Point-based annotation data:
_ _ _ _
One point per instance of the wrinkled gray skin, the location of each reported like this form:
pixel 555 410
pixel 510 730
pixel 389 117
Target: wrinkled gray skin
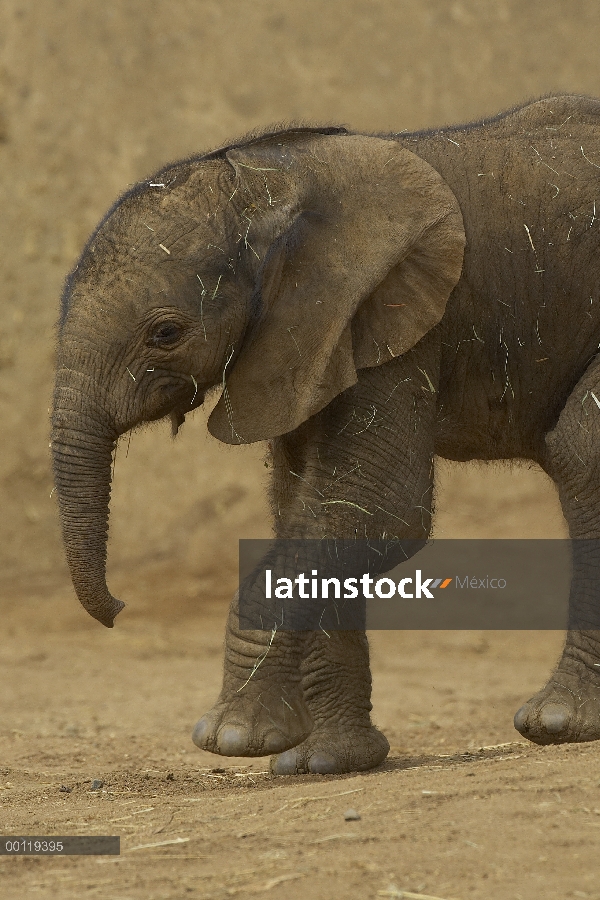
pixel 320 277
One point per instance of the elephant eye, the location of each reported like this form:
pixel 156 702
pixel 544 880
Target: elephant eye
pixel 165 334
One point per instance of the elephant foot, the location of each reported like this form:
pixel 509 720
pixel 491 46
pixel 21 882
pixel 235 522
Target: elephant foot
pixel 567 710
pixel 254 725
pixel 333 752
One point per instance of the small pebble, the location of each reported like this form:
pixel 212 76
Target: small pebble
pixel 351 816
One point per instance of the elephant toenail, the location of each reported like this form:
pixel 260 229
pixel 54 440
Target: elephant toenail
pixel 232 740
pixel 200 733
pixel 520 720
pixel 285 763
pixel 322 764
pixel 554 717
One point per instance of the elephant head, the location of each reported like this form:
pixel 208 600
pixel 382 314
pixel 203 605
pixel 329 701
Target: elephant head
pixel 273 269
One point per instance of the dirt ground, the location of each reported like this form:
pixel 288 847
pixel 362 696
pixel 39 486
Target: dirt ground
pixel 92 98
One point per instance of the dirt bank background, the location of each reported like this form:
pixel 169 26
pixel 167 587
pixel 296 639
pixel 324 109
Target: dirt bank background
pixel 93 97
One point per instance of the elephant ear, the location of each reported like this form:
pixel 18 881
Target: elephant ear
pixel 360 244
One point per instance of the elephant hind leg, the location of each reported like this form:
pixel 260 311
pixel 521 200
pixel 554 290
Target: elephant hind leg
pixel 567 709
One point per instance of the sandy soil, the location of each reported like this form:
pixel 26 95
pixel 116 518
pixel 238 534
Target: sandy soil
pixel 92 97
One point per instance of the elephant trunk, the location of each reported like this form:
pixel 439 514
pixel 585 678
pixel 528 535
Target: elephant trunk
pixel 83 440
_ _ _ _
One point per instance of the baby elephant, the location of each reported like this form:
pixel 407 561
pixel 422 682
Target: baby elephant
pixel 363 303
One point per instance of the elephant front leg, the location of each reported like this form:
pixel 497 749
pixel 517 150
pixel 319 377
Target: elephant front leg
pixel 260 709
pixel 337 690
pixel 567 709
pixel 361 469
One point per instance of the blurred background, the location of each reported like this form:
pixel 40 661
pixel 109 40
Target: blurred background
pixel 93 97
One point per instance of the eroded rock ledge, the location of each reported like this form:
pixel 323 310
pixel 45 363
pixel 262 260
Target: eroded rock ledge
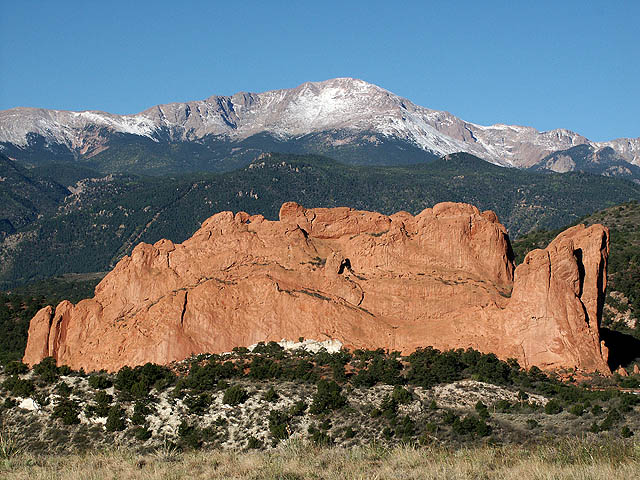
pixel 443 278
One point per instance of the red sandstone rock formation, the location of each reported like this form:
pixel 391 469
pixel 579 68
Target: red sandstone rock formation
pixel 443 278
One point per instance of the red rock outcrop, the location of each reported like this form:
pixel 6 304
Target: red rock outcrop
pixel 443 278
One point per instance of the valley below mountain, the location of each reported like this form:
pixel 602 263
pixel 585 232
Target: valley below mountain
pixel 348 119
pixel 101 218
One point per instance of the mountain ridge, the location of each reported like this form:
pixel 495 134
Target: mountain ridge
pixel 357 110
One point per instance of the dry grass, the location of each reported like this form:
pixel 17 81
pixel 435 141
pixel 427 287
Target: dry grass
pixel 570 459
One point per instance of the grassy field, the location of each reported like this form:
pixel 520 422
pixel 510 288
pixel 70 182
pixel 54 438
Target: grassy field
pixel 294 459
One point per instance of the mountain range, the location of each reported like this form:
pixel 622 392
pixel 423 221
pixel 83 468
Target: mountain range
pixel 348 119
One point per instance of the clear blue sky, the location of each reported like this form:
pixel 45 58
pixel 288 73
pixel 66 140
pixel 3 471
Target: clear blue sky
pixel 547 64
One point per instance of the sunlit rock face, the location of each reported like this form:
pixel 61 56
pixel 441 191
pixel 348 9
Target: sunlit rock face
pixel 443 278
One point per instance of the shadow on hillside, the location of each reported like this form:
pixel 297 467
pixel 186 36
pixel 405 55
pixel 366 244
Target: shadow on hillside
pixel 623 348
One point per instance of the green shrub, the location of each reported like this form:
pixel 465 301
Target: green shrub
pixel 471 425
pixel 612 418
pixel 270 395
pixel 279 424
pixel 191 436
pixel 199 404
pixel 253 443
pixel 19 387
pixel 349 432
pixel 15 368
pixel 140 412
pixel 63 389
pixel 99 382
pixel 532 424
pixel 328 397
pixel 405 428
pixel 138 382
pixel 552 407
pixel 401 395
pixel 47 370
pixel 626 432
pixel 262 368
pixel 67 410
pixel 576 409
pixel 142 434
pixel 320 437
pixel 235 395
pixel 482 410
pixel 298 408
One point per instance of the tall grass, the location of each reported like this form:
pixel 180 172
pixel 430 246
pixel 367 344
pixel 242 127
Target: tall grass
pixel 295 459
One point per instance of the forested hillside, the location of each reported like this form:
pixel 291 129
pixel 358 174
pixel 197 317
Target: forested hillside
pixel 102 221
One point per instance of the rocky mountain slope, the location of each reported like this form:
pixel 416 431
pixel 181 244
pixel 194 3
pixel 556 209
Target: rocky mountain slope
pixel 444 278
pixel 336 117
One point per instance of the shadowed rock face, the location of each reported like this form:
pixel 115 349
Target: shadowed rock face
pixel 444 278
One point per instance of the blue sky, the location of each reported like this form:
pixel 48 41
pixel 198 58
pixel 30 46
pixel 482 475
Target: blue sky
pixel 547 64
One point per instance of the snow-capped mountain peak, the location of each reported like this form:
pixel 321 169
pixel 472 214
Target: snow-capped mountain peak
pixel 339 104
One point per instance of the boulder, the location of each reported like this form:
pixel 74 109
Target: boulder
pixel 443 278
_ _ _ _
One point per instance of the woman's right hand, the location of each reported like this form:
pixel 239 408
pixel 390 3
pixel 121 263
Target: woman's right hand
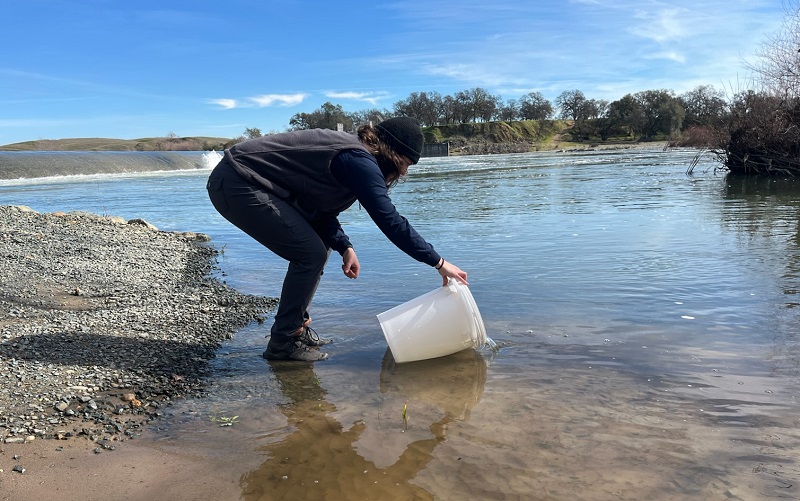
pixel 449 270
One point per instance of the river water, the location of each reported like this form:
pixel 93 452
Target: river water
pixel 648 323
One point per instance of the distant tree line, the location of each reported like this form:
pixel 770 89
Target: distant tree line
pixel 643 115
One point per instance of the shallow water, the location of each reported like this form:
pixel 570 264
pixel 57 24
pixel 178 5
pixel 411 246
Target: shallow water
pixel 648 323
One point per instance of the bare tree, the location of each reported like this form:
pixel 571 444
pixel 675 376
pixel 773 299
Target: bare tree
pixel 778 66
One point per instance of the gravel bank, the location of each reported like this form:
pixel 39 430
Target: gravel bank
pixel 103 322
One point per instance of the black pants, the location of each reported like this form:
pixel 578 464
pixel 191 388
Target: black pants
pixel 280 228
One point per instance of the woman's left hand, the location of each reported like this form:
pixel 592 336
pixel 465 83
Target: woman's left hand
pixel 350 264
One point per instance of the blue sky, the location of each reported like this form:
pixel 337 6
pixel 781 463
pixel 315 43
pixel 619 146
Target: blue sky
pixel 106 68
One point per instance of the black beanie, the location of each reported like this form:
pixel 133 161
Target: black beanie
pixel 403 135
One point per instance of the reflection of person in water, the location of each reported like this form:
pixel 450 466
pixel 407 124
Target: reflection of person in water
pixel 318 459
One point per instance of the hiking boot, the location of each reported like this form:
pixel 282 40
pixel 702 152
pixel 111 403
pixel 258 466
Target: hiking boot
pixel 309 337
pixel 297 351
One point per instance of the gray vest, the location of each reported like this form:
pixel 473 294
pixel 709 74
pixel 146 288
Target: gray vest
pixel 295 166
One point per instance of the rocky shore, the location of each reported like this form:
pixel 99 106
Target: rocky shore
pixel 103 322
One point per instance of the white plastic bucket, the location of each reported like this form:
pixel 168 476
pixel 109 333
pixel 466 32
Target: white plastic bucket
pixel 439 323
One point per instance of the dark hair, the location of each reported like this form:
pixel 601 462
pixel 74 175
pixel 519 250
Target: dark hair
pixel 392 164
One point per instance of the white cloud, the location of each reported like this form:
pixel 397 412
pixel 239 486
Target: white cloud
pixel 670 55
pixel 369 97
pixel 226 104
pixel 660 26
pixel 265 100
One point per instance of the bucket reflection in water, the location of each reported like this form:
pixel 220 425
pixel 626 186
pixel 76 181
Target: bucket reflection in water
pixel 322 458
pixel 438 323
_ _ _ _
* [To do]:
Pull out every line of the material that contains the string "hair", treating uppercase and lowercase letters as different.

* [Solution to this task]:
One point per instance of the dark hair, the location of each reported like this form:
Target: dark hair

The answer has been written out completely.